## THE DATA:
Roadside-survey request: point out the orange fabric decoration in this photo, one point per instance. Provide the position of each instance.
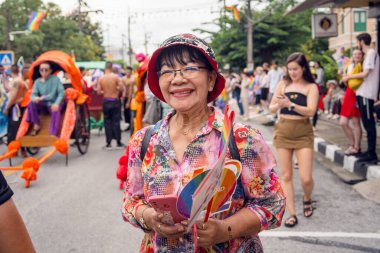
(64, 61)
(14, 145)
(69, 121)
(30, 167)
(24, 126)
(140, 97)
(71, 94)
(61, 146)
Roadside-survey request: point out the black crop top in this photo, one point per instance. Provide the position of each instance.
(297, 98)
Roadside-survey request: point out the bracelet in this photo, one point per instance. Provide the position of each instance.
(229, 233)
(142, 220)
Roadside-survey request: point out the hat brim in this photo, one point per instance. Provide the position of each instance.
(153, 81)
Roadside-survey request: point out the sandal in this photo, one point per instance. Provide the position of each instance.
(352, 151)
(308, 208)
(291, 221)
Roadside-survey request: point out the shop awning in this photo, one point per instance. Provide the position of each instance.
(310, 4)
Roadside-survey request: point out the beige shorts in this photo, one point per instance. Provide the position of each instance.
(293, 134)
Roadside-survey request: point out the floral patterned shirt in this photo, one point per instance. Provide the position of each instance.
(258, 187)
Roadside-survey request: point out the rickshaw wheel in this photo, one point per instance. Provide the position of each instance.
(82, 128)
(32, 150)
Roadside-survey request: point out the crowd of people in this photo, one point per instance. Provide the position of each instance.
(183, 90)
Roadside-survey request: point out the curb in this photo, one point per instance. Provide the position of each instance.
(349, 163)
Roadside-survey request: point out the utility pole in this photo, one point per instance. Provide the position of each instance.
(80, 15)
(108, 42)
(123, 44)
(8, 29)
(249, 36)
(129, 38)
(146, 41)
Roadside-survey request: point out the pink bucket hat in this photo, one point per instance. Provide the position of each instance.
(191, 41)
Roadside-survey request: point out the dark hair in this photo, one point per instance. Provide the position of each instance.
(47, 63)
(300, 59)
(177, 53)
(109, 65)
(15, 69)
(319, 64)
(364, 37)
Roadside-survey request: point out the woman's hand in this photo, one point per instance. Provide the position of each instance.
(283, 101)
(154, 221)
(212, 232)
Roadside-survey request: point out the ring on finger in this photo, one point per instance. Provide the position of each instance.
(159, 227)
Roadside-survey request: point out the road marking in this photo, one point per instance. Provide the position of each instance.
(319, 234)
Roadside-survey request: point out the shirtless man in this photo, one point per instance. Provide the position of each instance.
(128, 82)
(110, 86)
(12, 109)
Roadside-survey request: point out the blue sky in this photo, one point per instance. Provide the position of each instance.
(157, 19)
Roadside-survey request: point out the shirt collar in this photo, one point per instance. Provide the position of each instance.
(214, 121)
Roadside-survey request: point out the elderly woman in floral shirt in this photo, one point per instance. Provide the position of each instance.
(184, 74)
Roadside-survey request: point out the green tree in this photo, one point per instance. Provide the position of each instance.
(274, 36)
(57, 32)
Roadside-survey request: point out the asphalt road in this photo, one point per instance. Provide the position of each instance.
(77, 209)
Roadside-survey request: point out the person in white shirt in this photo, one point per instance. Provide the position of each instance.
(367, 94)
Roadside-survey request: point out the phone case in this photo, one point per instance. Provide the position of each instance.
(167, 204)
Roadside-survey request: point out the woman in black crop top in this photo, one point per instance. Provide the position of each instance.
(296, 99)
(13, 234)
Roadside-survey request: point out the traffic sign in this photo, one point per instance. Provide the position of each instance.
(7, 58)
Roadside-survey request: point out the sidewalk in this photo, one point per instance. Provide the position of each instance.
(330, 142)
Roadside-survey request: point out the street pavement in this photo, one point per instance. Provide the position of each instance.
(76, 208)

## TASK DIRECTIONS:
Please reproduce each line of the listing above exactly, skipping pictures.

## SOLUTION TO THE PROBLEM:
Roadside-survey request: point out the orange fabric decoration in this photo, one point per instance. Provide the position of each instance.
(64, 61)
(14, 145)
(69, 121)
(30, 167)
(24, 126)
(140, 97)
(71, 94)
(61, 146)
Roadside-survey request: point out the black crop top in this photo, one point per instance. Provide the position of each instance.
(297, 98)
Roadside-survey request: point out the bracelet in this photo, one point per instance. Provide the position of each instance.
(229, 233)
(142, 220)
Roadside-survey request: point out the hat brim in this photo, one point per instance. Provide the position of each instance.
(153, 81)
Roadside-survey request: point out the sandal in this photo, one point per instance. Provide the position of each instance.
(352, 151)
(308, 208)
(291, 221)
Roadside-survey request: point out the shop awning in this photo, one point per instance. Provide the position of each instance.
(310, 4)
Roadside-survey request: point out the beige shorts in this photo, one point per instance. Provide the position of each instance.
(293, 134)
Roadside-survey request: point out the floral patterned shirt in this photo, one point per instance. Provide the position of each instance.
(258, 187)
Roadside-survey request: point out the rickshaw wheel in this photo, one point per instance. Provide the position of each instance.
(82, 128)
(32, 150)
Roadside-survey request: point out the crowd of people in this photo, one point per instance. Provide the position of each instance.
(183, 90)
Roadside-survey request: point out the curb in this photo, one point per instance. Provide the position of each instance.
(349, 163)
Roadside-survey request: point out the utility pole in this photo, one point per instance. Provide the position of each instance.
(80, 15)
(108, 42)
(123, 44)
(8, 29)
(249, 36)
(129, 38)
(146, 41)
Roadside-survey request: point out the pink bucket hat in this photo, one point per instance. Provide the position of each instance.
(191, 41)
Roadside-survey request: point out the dark hair in this photo, one point per instance. Provide the position of each instance.
(47, 63)
(300, 59)
(177, 53)
(109, 65)
(15, 69)
(319, 64)
(364, 37)
Roadside-survey request: point out the woman's hand in this photo, one point per instance. Provide the position of each instance.
(283, 101)
(154, 221)
(212, 232)
Roadside-survey request: point out the ring on finger in this photo, one point per instance. Provide the position of each instance.
(159, 227)
Roadside-survey request: point out the road marking in this photo, one point per instance. Provide the position of each instance.
(319, 234)
Roadside-survey request: point out the shirtless man in this photo, one point per instance. Provide the position of each instance.
(128, 82)
(110, 86)
(12, 109)
Roadside-survey request: point out the blue sky in this photo, one point per instance. Provide the position of each instance.
(157, 19)
Roadside-survey request: point out the shirt collar in this photo, one point per instance. Provide the position of each instance.
(214, 121)
Roadside-survey request: point out the elderly woman in floral shirt in this photo, one point per instance. Provide the position of each instance.
(184, 74)
Roadside-survey request: point out the green tree in this photo, one point per instance. Provide the position of each instance.
(274, 36)
(57, 32)
Roadside-survey request: point out the asphalt road in this photo, one point per instance. Provide the position of each instance.
(77, 209)
Roadside-survey request: point out the person in white shirt in this photo, one point per instance. Provide the position of each instance.
(367, 94)
Roadside-survey request: point out the phone case in this photo, one point per instance. Provide the position of each instance.
(167, 204)
Roadside-survey request: point out the woman in black crop top in this photo, one point per instance. Provide the position of each instance.
(296, 99)
(13, 234)
Roadside-survey request: point out the traffic sign in this photo, one point per instance. Provide the position of each instance.
(7, 58)
Roadside-survey request: point out the sidewalk in this photo, one point per instance. Provide the position of each instance.
(330, 142)
Roadside-survey request: point out the street pavement in this photo, one point per instance. Provide the position of each instance.
(76, 208)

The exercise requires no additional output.